Recorded data
■ ■ ■ ■ ■ ■ ■

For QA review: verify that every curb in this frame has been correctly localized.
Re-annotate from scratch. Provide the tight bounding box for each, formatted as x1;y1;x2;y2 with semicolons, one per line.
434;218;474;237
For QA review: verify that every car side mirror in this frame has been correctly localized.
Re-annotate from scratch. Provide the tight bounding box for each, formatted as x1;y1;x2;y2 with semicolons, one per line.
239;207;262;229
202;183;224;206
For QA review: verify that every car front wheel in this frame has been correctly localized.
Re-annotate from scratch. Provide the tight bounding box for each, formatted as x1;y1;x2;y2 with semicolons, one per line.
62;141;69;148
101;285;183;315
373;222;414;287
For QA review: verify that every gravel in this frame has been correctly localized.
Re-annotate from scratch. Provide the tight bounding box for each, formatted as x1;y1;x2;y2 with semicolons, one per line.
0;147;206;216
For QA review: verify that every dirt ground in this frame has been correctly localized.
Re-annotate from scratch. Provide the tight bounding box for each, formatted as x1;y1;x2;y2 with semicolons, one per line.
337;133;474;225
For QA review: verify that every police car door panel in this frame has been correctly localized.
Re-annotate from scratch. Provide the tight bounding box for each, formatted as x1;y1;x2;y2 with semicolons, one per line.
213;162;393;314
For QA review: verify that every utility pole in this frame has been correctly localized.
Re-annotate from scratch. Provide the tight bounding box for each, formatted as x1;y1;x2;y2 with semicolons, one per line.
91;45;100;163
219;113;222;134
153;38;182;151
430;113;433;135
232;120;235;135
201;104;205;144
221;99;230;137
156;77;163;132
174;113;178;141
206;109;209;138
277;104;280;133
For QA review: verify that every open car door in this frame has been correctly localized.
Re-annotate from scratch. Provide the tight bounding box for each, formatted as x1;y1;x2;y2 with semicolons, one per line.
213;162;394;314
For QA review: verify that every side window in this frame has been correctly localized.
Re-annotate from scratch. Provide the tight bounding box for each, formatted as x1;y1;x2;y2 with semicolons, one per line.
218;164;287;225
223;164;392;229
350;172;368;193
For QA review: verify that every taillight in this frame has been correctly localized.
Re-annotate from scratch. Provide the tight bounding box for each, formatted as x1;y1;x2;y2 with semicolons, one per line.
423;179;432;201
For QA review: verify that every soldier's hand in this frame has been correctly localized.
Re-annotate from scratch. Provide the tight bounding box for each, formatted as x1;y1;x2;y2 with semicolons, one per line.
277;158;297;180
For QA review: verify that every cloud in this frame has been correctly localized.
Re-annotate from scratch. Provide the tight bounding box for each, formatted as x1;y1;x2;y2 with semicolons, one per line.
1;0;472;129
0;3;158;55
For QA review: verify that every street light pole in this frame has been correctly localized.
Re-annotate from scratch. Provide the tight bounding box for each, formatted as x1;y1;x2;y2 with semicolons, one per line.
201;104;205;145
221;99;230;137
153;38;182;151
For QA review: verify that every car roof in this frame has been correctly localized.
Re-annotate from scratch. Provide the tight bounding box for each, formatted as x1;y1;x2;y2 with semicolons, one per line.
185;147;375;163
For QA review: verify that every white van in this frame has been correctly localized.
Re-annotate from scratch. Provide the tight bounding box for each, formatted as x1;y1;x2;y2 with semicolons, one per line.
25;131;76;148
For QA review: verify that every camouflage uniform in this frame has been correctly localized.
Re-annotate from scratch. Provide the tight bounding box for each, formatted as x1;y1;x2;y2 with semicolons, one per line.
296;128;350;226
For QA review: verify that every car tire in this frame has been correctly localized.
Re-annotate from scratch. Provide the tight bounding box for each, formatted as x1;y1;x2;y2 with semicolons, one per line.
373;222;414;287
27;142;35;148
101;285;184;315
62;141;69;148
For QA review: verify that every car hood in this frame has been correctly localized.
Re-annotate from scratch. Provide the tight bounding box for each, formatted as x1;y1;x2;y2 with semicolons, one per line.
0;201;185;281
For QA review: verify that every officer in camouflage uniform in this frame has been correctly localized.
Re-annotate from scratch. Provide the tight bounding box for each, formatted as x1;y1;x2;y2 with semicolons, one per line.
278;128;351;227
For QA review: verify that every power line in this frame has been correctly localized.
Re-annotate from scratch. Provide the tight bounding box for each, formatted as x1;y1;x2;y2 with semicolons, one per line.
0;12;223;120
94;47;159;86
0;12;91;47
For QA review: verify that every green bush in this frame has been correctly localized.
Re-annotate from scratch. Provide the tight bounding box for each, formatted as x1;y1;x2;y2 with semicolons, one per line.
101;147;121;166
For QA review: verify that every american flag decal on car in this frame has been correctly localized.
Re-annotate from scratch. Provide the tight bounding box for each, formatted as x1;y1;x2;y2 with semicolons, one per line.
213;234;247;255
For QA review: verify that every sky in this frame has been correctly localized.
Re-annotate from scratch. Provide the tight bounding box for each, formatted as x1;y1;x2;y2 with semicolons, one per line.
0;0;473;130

■ ■ ■ ■ ■ ■ ■

§ Task requirements: Go to the line with "For QA review: verify that every camouflage" in the entries above and repeat every line from there through the line with "For QA review: verify that every car tire", exactly and with no other text.

§ Answer space:
For QA review: verify that every camouflage uniform in this frame has been correctly localized.
Re-annotate from scratch. Provide the tight bounding box for each, formatted as x1;y1;x2;y2 with semicolons, one per line.
296;128;350;226
For QA review: verify that every car tire in this frame has been correctly localized.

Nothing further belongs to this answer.